> **Provided passage**
=== Section Start ===
This will make clear, the response report argues, “that referral should be the default position after four weeks of absence, and the criteria for exceptions will be limited and clearly defined”.

It adds: “The service will confirm the appropriateness of all referrals and, as the new system beds in, we will monitor the process to ensure it is working effectively.”

GPs will, if they wish, be able to refer prior to four weeks. And employees keen to be referred during a period of absence will be encouraged to see their GP to discuss this as an option.

If an employee has not been referred at the four-week point and an employer does not feel that the GP involved in the case is being sufficiently clear or helpful, the employer will also be able to refer an employee to the service themselves.

Once someone is referred, the assessment and advisory service “will ensure the resulting information and advice can be shared with all the relevant parties, especially employers”.

The report says: “Recognising common practice within the OH sector, the initial assessment of the employee will be carried out on the phone by an OH professional.

“This call will allow the service to judge the level of need, thereby ensuring the service provides the most relevant and effective support or treatment.
=== Section End ===
> **Material shown**
=== Section Start ===
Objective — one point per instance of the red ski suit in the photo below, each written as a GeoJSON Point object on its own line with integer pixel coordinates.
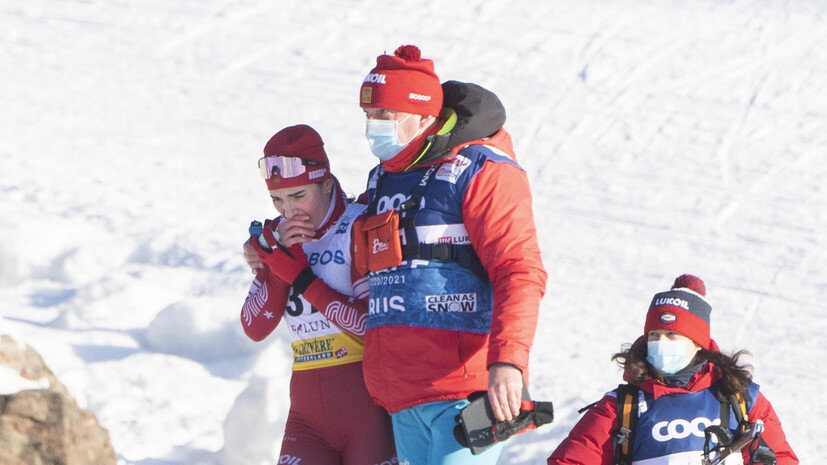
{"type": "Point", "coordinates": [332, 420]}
=== Section End ===
=== Section Start ===
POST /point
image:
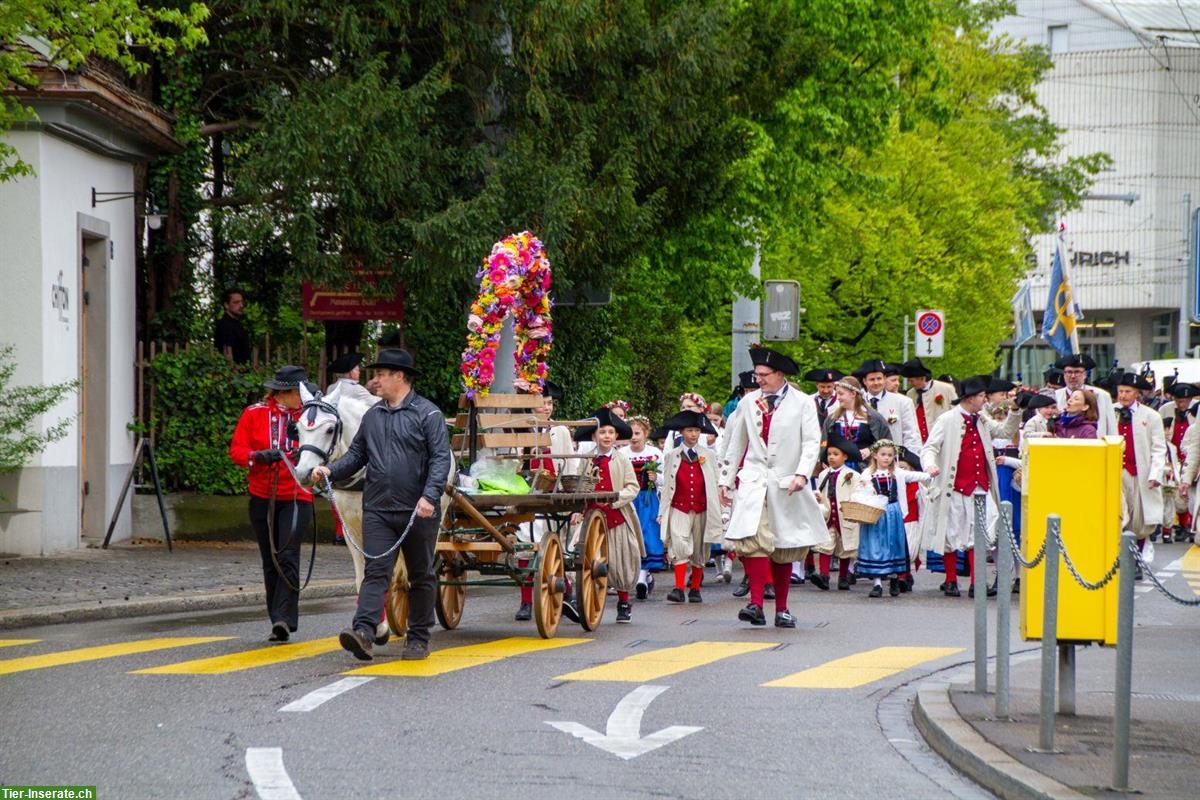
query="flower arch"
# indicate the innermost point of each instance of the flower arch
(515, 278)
=== Section End ===
=== Section Start ===
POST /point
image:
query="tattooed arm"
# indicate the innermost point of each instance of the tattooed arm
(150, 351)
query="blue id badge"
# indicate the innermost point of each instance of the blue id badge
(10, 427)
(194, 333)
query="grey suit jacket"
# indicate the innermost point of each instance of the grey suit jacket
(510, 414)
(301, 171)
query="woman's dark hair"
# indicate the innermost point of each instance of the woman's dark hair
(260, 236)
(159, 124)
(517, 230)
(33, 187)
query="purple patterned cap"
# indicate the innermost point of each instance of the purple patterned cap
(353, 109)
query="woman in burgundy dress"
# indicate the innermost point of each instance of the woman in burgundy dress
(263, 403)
=== Section End ===
> **Work to complete**
**1)** In the passage on the occupational health referral service, reproduce the section between "GPs will, if" and "an OH professional.", inclusive, substituting "by video call" for "on the phone".
**2)** Proceed with the passage on the occupational health referral service, picking up after its final sentence.
The entries play no part in what is asked here.

> **Activity answers**
**1)**
GPs will, if they wish, be able to refer prior to four weeks. And employees keen to be referred during a period of absence will be encouraged to see their GP to discuss this as an option.

If an employee has not been referred at the four-week point and an employer does not feel that the GP involved in the case is being sufficiently clear or helpful, the employer will also be able to refer an employee to the service themselves.

Once someone is referred, the assessment and advisory service “will ensure the resulting information and advice can be shared with all the relevant parties, especially employers”.

The report says: “Recognising common practice within the OH sector, the initial assessment of the employee will be carried out by video call by an OH professional.

**2)**
“Some issues may be resolved during that initial telephone assessment. For others, a face-to-face assessment will be required, and this will be arranged.”

Following this, a report will be shared with the employee, employer and GP outlining how best to enable a return to work.

“The GP and employee will receive the same information, while the employer’s version may be slightly amended to reflect the sensitive nature of medical information,” the report says.

“We expect employers to be able to rely on the report to provide definitive advice on whether or not the employee is able to return to work immediately, the likely timetable where more time is needed and adjustments that would help facilitate an earlier return to work.

“If the assessment does not identify a clear timetable for a return to work, the service will decide who is best placed to issue any subsequent fit notes – whether that be the service itself, a GP or another appropriate registered medical practitioner from a different field.”

In more complex cases, of course, the outcome of the assessment may include signposting to other services for support and/or treatment.

These, the report argues, are likely to fall into one or more of three groups:



  • health-related issues;
  • workplace issues and workplace adjustments; and
  • non-health-related issues and non-work-related issues.

“Responsibility for taking forward the recommendations from the service is shared by the employer, the employee and the GP, although the service will follow up with individuals to ensure the recommended steps are understood and are being progressed,” the report adds.

There will also be a telephone and web service for employers to support employees who have not been formally referred for an assessment. GPs will also be able to access this service.

For individuals, the service will provide advice on:



  • how to manage health conditions at work or to aid a return to work;
  • the types of workplace adjustments that may be helpful in facilitating a return to work; and
  • how to appropriately apply the advice on fit notes from GPs.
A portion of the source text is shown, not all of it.